Reading text »
════

When dealing with creativity, it is quite natural to both creators and not creators to feel some grade of frustration. If you never worked with a non-creator, or if you never worked with a creator before, remember this before giving feedback. Always maintain a center, a clean head, and a certain tone. If you’re not a creator o a creative person, remember that creators are very passionate about what they do, and more often than not they put a lot of effort into what they are presenting you. They stay up long nights, over the clock, most of the times with no recognition for their effort. 

If you are a creator, remember than regular people tend to underestimate the effort behind what you do, so it doesn’t seem bad at all to ask for certain things. 

No matter which side of the table you are, always be kind and respectful to the other ones. The idea that tension brings excellence is archaic bullshit. Some conflict might accidentally arise, but don’t feed it. Remember that there’s more important things in life than a deliverable.

Keep feedback it in context.

We talked about this in a previous article, __________.  When you give feedback, and you want to mention something, it is best to do it as close to the thing you are commenting as possible. It is a waste of time to have comments in an email and the thing commented in a document you shared a week before. You’re making it slightly difficult for the person who needs to review the asset, that now has to look for the document, and on a separate window open the comments, and then start matching one with the other. If both the comment and the commented element live in the same document, everyone will be happier.

Giving feedback on images

The best way to comment on an image is to make annotations on top of it. You could use number coding, writing numbers and arrows, or taking arrows outside the image and placing the comments next to the arrows. Both windows and mac have image annotation tools that can be useful for giving your feedback. Try to point or highlight areas. Do not clutter the image too much. If you need to give lots of feedback on an image and it becomes too messy, just make duplicate images and spread your annotations among them. 

There are lots of new instruments, like Google Jamboards, that allow you to collaborate in a sort of whiteboard where you can add the images, text, drawings, etc.

Giving feedback on documents

Despite what you might think, not everyone has Microsoft office. Especially in the creative sector, the Office suite is something you have because your client or stakeholder uses it. If we could, we would leave it for something better. A format that works more universally is PDF files. 

PDF files or Portable Document Format files, is a format created originally by Adobe that has become a standard because it is now an open format (remember agnostic software?). That means that there are hundreds of tools (starting from any browser) that can open a PDF document.

════

Supplied information »
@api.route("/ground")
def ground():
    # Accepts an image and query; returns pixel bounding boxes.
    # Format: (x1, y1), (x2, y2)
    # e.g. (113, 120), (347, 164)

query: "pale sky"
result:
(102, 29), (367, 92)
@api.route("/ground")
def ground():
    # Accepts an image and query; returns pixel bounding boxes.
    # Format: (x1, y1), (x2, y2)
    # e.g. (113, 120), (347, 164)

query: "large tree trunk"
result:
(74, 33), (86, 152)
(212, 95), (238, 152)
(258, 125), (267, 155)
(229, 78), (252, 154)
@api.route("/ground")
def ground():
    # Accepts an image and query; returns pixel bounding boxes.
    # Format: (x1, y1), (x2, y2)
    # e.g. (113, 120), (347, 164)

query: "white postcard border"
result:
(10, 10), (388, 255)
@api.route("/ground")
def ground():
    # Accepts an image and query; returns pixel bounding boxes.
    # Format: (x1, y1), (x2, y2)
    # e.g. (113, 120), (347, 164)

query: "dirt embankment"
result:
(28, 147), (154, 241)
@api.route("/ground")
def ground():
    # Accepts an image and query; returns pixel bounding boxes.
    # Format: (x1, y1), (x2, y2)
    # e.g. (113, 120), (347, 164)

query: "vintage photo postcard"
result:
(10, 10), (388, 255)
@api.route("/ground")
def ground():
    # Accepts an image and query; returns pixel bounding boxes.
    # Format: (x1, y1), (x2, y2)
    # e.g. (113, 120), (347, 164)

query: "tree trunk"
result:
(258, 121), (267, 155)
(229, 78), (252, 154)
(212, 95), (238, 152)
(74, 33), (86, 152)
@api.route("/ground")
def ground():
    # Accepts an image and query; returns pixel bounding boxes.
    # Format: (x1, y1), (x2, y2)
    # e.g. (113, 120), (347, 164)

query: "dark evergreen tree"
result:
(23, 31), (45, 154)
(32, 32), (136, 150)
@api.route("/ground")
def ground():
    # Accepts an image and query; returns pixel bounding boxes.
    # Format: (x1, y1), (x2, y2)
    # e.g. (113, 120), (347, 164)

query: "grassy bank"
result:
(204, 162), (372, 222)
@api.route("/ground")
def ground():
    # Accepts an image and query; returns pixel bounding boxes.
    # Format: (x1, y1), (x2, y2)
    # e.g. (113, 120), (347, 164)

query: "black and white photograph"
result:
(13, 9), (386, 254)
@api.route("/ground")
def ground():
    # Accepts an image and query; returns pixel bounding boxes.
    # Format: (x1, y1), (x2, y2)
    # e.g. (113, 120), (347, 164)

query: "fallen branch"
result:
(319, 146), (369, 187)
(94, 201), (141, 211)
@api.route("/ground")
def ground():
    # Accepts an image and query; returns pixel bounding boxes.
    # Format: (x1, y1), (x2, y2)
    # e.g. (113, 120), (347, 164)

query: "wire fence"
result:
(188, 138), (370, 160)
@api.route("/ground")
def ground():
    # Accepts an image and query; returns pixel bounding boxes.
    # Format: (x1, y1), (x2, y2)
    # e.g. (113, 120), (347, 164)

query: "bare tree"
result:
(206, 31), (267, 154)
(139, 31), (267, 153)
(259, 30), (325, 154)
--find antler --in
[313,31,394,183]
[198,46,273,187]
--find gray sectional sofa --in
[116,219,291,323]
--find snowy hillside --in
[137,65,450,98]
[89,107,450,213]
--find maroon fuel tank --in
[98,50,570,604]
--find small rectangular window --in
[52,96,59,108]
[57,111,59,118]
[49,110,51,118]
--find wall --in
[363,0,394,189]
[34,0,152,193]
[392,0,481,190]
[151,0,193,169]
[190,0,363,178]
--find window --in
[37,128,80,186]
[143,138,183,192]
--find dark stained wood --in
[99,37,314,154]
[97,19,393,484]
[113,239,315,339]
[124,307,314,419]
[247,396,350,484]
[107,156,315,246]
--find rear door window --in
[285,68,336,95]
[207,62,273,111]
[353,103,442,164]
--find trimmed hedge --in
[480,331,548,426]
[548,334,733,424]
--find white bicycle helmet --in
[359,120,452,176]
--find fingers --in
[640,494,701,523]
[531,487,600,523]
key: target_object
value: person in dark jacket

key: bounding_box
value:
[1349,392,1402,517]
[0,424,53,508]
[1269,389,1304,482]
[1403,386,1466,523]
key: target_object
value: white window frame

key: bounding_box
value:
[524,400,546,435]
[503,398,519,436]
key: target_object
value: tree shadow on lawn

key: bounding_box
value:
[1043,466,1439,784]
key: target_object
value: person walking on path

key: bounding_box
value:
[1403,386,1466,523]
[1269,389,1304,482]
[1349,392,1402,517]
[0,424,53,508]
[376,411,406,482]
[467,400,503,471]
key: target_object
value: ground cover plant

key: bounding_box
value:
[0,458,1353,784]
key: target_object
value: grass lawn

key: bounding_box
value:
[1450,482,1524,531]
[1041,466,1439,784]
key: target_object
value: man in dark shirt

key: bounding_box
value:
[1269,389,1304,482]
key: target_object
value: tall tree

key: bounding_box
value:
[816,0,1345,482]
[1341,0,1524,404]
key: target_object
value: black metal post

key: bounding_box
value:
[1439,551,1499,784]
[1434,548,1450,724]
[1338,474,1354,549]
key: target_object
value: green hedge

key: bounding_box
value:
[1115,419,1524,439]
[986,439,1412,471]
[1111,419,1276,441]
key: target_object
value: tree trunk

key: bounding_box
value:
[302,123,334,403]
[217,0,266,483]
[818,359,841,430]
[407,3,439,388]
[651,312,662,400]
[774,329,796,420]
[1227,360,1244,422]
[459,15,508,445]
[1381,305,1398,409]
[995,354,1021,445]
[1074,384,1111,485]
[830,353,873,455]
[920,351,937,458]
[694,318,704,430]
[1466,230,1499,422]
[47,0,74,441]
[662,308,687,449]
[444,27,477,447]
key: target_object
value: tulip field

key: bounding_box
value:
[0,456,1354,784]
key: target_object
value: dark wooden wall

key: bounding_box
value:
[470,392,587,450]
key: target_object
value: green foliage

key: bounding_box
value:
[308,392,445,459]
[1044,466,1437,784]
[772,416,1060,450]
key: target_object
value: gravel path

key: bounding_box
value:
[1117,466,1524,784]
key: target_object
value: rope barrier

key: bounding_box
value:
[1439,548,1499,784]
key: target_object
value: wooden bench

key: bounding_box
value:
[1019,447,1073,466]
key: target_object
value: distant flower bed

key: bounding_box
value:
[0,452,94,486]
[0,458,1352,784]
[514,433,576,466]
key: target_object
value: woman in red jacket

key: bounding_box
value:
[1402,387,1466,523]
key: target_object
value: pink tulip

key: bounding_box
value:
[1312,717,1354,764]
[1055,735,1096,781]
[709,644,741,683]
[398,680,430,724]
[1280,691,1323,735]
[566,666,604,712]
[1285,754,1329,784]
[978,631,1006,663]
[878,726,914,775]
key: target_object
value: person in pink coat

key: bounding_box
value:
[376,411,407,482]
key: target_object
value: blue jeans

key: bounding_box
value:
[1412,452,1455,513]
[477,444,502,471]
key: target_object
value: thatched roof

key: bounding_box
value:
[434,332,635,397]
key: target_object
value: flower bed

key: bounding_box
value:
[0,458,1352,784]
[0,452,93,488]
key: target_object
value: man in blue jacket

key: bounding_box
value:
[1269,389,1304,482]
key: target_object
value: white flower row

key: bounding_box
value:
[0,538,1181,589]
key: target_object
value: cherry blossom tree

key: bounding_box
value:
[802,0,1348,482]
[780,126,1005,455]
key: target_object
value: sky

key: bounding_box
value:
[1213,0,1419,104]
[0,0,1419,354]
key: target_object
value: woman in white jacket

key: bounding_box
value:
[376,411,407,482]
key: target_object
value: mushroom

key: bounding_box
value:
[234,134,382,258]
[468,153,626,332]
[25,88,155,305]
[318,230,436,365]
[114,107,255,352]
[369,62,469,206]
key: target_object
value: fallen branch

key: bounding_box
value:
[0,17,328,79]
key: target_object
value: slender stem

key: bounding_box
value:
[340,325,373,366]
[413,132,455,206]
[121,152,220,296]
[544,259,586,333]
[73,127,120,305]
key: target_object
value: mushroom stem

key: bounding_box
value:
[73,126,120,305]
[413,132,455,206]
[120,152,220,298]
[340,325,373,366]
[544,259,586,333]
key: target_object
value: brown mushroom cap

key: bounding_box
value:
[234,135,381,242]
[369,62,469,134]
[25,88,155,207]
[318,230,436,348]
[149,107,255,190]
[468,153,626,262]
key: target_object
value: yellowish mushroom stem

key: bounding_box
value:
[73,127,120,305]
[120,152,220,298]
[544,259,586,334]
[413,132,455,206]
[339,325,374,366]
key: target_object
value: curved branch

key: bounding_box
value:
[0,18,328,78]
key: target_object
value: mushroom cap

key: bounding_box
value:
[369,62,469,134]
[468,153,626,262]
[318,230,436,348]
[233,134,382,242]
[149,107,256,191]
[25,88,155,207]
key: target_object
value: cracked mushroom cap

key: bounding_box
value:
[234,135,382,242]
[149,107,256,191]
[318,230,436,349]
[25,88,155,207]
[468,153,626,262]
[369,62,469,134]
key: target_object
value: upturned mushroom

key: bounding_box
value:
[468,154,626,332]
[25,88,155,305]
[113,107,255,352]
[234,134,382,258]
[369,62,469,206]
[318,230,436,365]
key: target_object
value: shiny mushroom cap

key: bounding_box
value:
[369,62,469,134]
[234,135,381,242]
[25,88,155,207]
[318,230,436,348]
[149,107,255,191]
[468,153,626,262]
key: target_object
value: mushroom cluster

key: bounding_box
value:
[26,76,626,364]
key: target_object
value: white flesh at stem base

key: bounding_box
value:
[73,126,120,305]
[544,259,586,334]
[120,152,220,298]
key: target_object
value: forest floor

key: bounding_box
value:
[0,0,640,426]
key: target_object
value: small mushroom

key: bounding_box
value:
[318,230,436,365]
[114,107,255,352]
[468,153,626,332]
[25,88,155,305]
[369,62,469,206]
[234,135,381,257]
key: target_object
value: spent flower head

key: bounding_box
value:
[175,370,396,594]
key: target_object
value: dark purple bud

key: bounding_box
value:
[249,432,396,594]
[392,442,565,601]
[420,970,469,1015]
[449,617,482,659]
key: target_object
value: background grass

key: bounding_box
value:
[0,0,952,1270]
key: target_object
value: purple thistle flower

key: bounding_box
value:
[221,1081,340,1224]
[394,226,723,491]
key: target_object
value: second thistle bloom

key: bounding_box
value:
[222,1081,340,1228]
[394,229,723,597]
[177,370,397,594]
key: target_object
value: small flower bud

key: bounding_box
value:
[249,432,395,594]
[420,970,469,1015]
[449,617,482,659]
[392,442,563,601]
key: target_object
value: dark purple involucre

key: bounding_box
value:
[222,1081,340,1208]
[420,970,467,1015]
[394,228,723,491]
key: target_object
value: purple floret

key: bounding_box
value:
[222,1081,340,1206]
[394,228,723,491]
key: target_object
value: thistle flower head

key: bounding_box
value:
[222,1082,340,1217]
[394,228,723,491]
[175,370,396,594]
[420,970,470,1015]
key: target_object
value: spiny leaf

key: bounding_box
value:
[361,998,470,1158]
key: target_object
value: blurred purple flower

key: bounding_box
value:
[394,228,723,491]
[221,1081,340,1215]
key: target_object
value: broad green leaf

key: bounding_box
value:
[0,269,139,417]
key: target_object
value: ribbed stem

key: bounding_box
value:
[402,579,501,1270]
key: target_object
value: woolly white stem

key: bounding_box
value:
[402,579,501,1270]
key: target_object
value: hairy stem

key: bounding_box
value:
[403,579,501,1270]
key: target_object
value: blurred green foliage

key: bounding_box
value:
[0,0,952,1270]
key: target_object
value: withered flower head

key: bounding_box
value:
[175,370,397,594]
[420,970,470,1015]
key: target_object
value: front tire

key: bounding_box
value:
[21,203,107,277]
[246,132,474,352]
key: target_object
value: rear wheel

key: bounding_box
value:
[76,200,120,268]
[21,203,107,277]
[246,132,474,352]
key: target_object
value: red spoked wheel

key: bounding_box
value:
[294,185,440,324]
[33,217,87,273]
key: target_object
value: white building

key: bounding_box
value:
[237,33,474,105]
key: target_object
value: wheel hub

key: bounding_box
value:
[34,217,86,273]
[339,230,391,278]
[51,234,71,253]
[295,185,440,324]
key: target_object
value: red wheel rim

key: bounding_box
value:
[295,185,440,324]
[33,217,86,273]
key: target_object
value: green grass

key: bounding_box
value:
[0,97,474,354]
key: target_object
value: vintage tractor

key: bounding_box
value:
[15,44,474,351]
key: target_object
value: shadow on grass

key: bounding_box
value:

════

Challenges »
(a) From the article on giving feedback, output the passage that begins at the words "There are lots" and stops after the words "text, drawings, etc.".
(b) Condense the paragraph of the article on giving feedback that opens with "The best way to comment on an image" into a bulleted list that keeps its main points.
(c) Resume the article on giving feedback right after its final sentence, which ends "can open a PDF document."
The entries play no part in the work asked here and can be left aside.

Replies »
(a)
There are lots of new instruments, like Google Jamboards, that allow you to collaborate in a sort of whiteboard where you can add the images, text, drawings, etc.

(b)
- Comment on an image by annotating directly on top of it.
- Use number coding with numbers and arrows, or draw arrows out of the image and place the comments next to them.
- Windows and Mac both have image annotation tools that can help with feedback.
- Point to or highlight specific areas.
- Avoid cluttering the image; if the annotations become too messy, make duplicate images and spread the comments among them.

(c)
Even if PDF files can be edited, they are mostly a read only format.

Spreadsheets can be also shared as PDF files, but in this case is better to give an Excel, because even if it’s not an open format, it is readable (and editable) by many different programs.

Giving feedback on videos/sounds

It is more difficult to give feedback in context while reviewing sounds or videos, for the time factor. The best and most inexpensive way to give useful feedback is to use timestamps for the comments. 

The first thing in your comment should be using minutes and seconds. Video players like VLC player let you see the Hours, minutes and seconds of the current video or sound you’re playing, so try to pause it at the right moment and take note of the time. That’s called a timestamp.

00:00 Change title to “Rocky XXI”.

Once again, using a spreadsheet can become very useful for this, since you can enrich your comments by adding extra columns, and the reviewer can better digest your comments using automations. 

There are different tools that can facilitate this process online. Vimeo Reviews is one of the most popular. The creator can upload to vimeo, create a “review link” and share it with the reviewer. The reviewer can identify and then leave comments by clicking straight on the moment and area of interest. This becomes a list on the side of the screen that is easy to export and check once changes are made.

Reviewer: Always motivate your feedback

It’s not a contest to see who’s right and who’s wrong. What can be wrong for a reason could be right for another reason. Motivating your feedback is important for the creator to understand how to better cater the need that is not being satisfied. Another good reason for motivating feedback is that sometimes things can be wrongly interpreted, and something that you thought meant A, actually meant B. I remember a client who wanted to ditch a shot because he thought that the person in frame was someone that couldn’t appear, when instead it was a completely different person. If we didn’t ask why the shot couldn’t be used, we would’ve never guessed this.


Creator: explain your reasoning

Remember the curse of knowledge? Always keep it in mind. Your reviewer probably doesn’t know or maybe doesn’t understand the reasoning behind your choices and your creative intent. Just remember the times when you were learning. Try to empathize with your reviewer. Explain it before delivering something for review. If you can, always present your work yourself to fill in context that might get lost in the way.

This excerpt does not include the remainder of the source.